**Records shown**
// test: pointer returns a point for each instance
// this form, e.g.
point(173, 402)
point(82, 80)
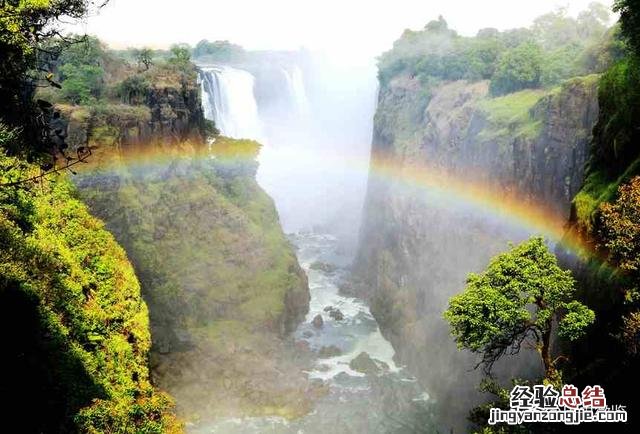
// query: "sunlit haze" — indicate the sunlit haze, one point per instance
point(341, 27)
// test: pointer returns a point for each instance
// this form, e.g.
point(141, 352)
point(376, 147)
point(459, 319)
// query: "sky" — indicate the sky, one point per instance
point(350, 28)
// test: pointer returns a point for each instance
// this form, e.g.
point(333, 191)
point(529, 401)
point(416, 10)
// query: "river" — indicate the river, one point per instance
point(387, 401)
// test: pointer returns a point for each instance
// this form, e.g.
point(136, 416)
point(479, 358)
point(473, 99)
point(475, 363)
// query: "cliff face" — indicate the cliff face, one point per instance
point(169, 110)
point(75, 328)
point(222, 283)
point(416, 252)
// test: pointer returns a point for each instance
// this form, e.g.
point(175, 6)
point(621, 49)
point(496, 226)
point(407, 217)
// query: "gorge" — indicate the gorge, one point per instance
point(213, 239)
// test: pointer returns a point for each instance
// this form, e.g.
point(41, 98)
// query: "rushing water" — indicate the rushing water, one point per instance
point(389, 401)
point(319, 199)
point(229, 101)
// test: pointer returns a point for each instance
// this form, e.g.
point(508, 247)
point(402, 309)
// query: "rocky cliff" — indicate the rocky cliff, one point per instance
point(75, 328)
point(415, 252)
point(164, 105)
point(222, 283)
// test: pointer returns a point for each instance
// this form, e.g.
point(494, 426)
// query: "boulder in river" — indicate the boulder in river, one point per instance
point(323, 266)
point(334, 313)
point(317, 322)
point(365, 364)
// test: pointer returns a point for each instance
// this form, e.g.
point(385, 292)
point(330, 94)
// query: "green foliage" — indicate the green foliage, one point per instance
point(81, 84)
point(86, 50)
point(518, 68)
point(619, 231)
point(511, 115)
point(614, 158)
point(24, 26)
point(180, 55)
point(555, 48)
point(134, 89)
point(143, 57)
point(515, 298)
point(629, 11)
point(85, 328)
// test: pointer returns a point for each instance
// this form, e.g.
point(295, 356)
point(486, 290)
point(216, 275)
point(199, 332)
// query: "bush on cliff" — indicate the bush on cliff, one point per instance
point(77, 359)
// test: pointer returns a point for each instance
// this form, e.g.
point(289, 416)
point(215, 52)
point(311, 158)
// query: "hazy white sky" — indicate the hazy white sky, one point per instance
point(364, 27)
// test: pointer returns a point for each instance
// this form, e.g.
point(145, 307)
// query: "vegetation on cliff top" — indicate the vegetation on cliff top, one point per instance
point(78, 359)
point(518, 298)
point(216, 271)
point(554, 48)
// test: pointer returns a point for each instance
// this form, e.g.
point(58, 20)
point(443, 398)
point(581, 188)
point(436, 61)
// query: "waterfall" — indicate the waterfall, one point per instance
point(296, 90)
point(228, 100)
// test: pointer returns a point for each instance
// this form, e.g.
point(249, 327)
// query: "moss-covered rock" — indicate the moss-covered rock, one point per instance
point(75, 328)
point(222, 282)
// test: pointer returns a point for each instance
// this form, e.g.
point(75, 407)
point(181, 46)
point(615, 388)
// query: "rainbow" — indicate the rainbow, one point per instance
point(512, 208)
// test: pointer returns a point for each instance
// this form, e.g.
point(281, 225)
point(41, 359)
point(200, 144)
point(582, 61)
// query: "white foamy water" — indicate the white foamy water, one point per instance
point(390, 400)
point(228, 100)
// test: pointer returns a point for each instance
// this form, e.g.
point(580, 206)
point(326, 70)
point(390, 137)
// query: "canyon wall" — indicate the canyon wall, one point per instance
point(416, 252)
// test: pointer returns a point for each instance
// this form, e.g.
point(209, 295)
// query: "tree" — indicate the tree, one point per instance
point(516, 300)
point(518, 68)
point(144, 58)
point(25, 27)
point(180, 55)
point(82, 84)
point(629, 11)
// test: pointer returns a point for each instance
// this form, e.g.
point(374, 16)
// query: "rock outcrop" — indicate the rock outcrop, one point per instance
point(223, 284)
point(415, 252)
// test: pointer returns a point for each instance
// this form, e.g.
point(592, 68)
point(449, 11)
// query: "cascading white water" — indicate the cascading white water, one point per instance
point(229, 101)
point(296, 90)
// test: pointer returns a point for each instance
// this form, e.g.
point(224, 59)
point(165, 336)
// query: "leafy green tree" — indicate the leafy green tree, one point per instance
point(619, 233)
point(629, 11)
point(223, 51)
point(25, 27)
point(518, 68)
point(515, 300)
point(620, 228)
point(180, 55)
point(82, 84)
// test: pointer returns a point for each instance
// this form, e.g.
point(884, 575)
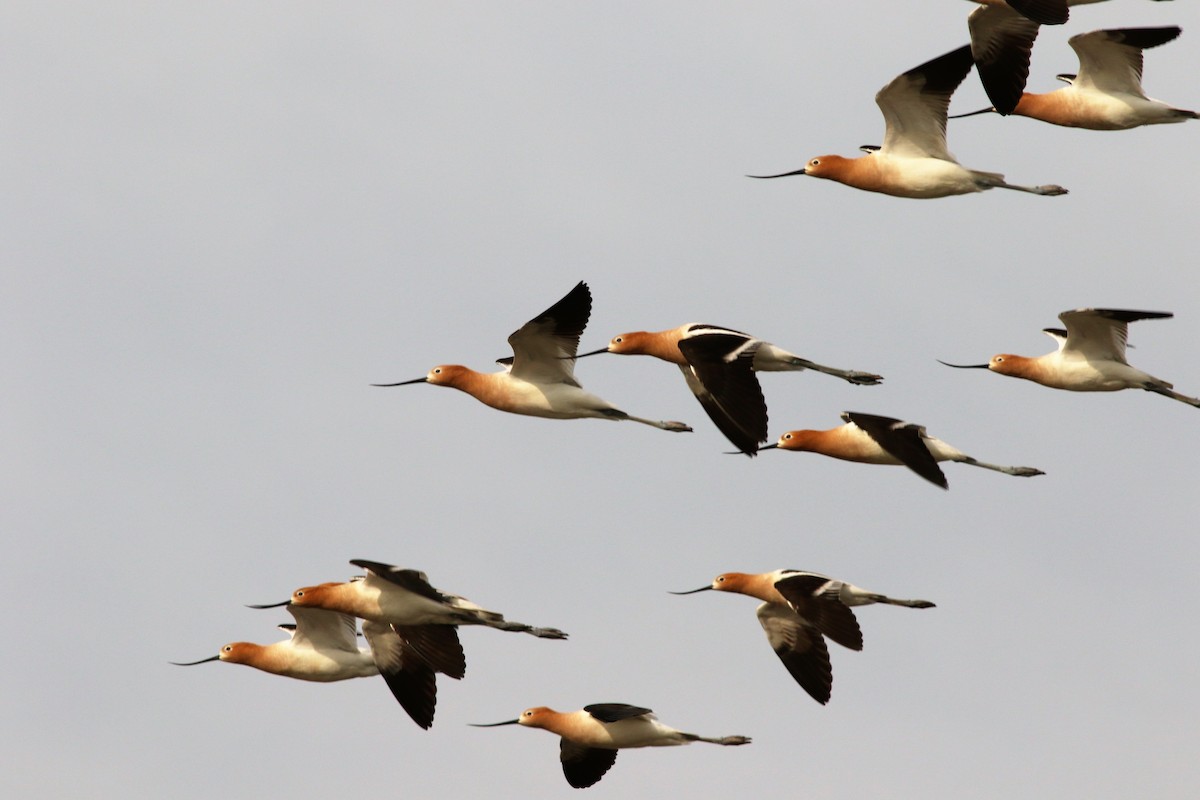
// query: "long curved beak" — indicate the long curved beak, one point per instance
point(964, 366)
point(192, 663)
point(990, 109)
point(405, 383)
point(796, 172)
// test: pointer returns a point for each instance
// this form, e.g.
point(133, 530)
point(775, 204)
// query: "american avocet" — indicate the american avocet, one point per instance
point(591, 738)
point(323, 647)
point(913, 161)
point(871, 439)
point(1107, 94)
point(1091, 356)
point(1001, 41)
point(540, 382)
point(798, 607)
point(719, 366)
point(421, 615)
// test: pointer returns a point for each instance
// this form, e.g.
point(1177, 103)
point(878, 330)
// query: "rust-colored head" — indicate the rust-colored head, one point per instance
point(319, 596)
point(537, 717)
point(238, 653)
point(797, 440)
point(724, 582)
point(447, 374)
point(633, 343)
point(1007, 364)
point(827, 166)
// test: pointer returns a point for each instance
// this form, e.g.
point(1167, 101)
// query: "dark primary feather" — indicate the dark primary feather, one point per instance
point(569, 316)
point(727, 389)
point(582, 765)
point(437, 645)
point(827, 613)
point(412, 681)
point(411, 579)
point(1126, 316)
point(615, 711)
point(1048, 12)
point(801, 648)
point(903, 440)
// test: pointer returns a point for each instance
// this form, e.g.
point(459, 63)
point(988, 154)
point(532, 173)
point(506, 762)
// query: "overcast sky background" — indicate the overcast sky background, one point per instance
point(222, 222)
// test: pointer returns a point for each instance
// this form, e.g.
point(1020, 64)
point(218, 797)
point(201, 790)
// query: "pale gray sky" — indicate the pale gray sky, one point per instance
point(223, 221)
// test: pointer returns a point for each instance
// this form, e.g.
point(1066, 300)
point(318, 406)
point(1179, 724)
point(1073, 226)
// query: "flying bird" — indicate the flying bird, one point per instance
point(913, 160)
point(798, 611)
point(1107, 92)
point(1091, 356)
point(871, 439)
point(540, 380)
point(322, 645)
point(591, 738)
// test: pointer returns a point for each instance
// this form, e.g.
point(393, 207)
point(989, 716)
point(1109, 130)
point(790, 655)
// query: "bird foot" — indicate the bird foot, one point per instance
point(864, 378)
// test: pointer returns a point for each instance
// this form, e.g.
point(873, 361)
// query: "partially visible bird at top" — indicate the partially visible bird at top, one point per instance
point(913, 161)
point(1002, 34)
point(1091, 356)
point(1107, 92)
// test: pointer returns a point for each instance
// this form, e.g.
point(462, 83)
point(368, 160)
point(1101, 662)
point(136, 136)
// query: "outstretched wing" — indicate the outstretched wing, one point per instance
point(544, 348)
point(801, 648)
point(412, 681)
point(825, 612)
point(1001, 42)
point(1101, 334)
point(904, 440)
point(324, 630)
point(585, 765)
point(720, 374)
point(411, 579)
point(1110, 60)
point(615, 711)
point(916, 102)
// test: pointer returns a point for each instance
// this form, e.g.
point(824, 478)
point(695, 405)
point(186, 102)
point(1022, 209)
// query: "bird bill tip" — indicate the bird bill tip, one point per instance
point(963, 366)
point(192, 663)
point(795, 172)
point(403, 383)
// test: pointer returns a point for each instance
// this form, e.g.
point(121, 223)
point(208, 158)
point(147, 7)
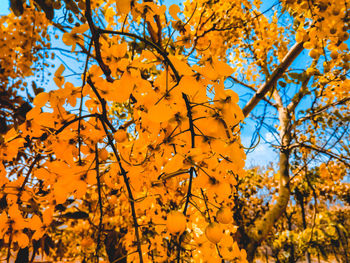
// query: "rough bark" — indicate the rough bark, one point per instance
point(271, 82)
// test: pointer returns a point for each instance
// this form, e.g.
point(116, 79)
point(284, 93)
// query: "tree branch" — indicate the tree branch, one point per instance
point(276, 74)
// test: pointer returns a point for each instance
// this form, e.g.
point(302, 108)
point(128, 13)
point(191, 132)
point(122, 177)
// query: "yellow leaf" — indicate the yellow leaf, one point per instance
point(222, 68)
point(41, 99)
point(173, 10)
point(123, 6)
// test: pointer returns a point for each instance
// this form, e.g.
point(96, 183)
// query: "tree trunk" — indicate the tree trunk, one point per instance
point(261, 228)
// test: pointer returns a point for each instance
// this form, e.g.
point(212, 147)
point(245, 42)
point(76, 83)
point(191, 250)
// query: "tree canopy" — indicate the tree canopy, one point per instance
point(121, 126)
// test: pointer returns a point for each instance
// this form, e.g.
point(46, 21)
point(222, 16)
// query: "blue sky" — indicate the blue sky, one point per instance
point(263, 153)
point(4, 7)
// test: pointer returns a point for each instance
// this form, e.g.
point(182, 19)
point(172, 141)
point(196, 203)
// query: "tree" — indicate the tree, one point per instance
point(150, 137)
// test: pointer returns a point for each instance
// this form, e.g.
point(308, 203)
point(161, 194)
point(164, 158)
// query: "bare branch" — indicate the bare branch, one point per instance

**Exercise directions**
Please pull out the lines of the listing from its start through the line with "point(350, 28)", both ends included, and repeat them unchanged but without the pictures.

**Solution to the problem**
// test: pointer returns a point for each instance
// this form, e.g.
point(173, 402)
point(82, 80)
// query: "sunlit haze" — indicate the sunlit haze, one point per instance
point(341, 27)
// test: pointer returns a point for each instance
// this form, e.g.
point(141, 352)
point(376, 147)
point(459, 319)
// query: "sky" — indicate the sky, one point per instance
point(350, 28)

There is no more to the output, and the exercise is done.